• TASK GOAL
Return each of the following records word for word, unchanged.

□ □ □

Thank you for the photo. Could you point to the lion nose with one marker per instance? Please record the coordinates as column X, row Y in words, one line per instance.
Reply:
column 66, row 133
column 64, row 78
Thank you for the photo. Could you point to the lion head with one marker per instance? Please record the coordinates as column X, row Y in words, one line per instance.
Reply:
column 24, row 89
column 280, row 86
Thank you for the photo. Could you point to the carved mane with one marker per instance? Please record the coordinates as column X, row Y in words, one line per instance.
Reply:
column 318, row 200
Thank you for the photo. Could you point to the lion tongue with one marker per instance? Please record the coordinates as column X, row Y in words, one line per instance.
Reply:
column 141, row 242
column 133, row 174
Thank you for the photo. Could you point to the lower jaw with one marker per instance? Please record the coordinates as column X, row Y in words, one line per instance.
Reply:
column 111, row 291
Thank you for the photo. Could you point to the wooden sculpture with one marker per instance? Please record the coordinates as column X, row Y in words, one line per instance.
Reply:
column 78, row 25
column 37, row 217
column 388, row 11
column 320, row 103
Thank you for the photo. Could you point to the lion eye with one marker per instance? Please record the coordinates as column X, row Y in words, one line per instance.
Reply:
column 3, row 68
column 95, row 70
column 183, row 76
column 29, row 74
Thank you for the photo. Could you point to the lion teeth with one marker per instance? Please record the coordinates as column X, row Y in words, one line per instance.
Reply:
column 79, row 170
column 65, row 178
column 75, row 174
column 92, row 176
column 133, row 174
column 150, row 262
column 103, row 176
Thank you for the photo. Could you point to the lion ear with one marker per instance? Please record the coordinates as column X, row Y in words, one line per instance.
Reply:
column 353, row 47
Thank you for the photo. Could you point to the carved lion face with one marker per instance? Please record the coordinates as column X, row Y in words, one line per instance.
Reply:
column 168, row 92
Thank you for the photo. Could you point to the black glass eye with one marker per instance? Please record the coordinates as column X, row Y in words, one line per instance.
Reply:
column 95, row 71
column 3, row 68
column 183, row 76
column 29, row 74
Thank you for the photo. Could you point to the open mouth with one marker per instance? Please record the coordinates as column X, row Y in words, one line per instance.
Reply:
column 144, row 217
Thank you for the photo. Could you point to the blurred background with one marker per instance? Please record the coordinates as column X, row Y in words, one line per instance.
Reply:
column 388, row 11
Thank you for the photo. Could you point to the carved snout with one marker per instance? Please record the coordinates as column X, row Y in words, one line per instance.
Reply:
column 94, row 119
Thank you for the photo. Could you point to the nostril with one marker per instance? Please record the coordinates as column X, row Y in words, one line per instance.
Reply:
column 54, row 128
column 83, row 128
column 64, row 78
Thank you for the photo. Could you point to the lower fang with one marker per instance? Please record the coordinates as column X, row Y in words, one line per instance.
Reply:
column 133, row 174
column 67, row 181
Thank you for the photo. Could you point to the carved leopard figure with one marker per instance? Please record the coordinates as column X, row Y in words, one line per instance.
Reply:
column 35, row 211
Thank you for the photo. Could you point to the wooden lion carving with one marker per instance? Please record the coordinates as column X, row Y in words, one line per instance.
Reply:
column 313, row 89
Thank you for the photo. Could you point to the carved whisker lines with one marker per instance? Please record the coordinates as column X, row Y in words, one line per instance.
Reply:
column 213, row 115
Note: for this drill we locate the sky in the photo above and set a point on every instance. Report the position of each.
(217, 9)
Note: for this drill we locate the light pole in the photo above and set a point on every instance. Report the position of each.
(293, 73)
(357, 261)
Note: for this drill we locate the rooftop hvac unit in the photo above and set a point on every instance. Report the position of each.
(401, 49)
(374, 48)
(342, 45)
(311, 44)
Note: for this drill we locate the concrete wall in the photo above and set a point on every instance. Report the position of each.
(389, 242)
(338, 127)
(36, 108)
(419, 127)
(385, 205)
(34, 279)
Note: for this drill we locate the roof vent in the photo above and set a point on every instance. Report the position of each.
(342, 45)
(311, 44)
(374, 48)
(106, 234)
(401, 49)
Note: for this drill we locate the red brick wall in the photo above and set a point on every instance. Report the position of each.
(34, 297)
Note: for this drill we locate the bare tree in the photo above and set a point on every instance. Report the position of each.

□ □ □

• ANSWER FOR THIS EXERCISE
Thank you for the photo. Could you point to the lion nose with one marker per instance? Please record the coordinates as column X, row Y in words, one line per instance.
Reply:
column 66, row 133
column 64, row 78
Thank you for the photo. Could you point to the lion head with one marker per instance? Please record the coordinates as column X, row Y in words, one line per instance.
Reply:
column 24, row 89
column 280, row 86
Thank you for the photo. Could you point to the carved mane with one marker per instance? Please record the coordinates as column X, row Y in words, one line per instance.
Reply:
column 318, row 200
Thank you for the photo. Could you point to the lion tongue with one marker per instance? Please record the coordinates as column X, row Y in words, one line per instance.
Reply:
column 141, row 242
column 133, row 174
Thank you for the photo. Could you point to the lower jaw with one marker per instance? Please record the coordinates as column X, row Y in words, one line per instance.
Reply:
column 111, row 291
Thank you for the photo. Could you point to the wooden sculpture with one marker per instance? Please record the coordinates as column X, row Y in words, one line per instance.
Reply:
column 78, row 25
column 37, row 217
column 388, row 11
column 320, row 103
Thank you for the photo. Could you point to the lion eye with one marker per instance? Please record the coordinates as column X, row Y in words, one line per instance.
Reply:
column 3, row 68
column 95, row 70
column 183, row 76
column 29, row 74
Thank you for the photo. Could you point to the lion teeth with one marker per instance? Please record the coordinates as column X, row Y in words, one line per instance.
Reply:
column 79, row 170
column 65, row 178
column 75, row 174
column 92, row 176
column 133, row 174
column 150, row 262
column 103, row 176
Thank you for the photo. Could you point to the lion ear with one marker per instance? Please record the coordinates as column X, row Y in words, one line per instance.
Reply:
column 353, row 47
Thank you for the photo. Could you point to the carved lion face with one marker per instance? Please record the coordinates as column X, row Y in words, one line per instance.
Reply:
column 168, row 92
Thank you for the photo. Could you point to the black glass eye with one marker per instance? Please record the coordinates as column X, row Y in words, one line per instance.
Reply:
column 95, row 71
column 3, row 68
column 183, row 76
column 29, row 74
Thank you for the photo. Could you point to the open mouth with one marker per instance? Please record the coordinates as column X, row Y in words, one line per instance.
Reply:
column 144, row 217
Thank you for the photo. Could you point to the blurred background with one marker per instance? Please record the coordinates as column X, row Y in words, one line per instance.
Reply:
column 388, row 11
Thank you for the photo. Could you point to the carved snout with one marker per instance? Please record the coordinates as column X, row Y in words, one line per instance.
Reply:
column 94, row 119
Thank you for the photo. Could you point to the nostril with one marker per instance? Please record the coordinates as column X, row Y in words, one line per instance.
Reply:
column 54, row 128
column 83, row 128
column 64, row 78
Thank you for the photo. Could you point to the lower fang with one marker per instance? Please record the coordinates as column X, row Y in words, one line per instance.
Reply:
column 133, row 174
column 67, row 181
Thank you for the photo. Could you point to the carved leopard figure with one marker per instance? Please record the coordinates as column X, row Y in words, one line per instance.
Reply:
column 35, row 211
Thank you for the photo. Could you point to the wooden lion carving with one marker per instance? Please record the coordinates as column X, row Y in words, one line per instance.
Reply:
column 313, row 89
Thank you for the photo. Could you point to the carved whisker lines with one marker per instance? Please record the coordinates as column X, row Y in words, one line per instance.
Reply:
column 213, row 115
Note: for this drill we locate the sky in the photo above and set a point on every instance. Report the position of each.
(217, 9)
Note: for this drill we locate the light pole in the photo above and set a point on every instance. Report the position of each.
(293, 73)
(357, 261)
Note: for this drill we locate the rooftop hvac unit in the photo above and set a point on every instance. Report the position of each.
(401, 49)
(374, 48)
(342, 45)
(311, 44)
Note: for this drill we locate the concrete wall in the photo above and set a point on every instance. Report the position of each.
(389, 242)
(338, 127)
(36, 108)
(419, 127)
(385, 205)
(34, 279)
Note: for this drill we locate the roof vent in the photo above and set a point on every instance. Report the position of each.
(342, 45)
(311, 44)
(374, 48)
(106, 234)
(401, 49)
Note: for this drill we locate the red brick wall in the photo above and set a point on every instance. Report the position of each.
(34, 297)
Note: for this drill we locate the bare tree in the photo above and set a point on every instance. Report the position of each.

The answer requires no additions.